-- start of Material for this task --

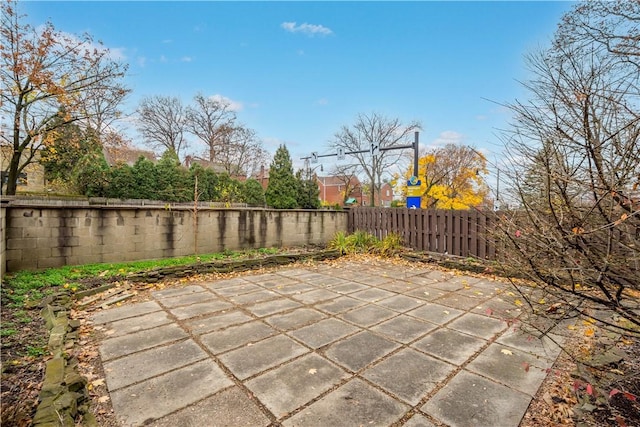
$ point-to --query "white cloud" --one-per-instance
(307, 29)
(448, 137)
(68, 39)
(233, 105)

-- end of Material for this task --
-- start of Material for this task --

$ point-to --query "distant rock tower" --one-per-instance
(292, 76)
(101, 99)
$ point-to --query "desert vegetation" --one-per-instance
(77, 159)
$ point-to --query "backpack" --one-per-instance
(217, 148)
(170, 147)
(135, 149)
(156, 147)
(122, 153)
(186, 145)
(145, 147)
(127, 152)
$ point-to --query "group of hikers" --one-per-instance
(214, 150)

-- end of Material for this task --

Your task — How many lines in the records above contain the string "instance"? Treat uppercase and lowercase as different, and reply with the number alone.

Exercise response — 5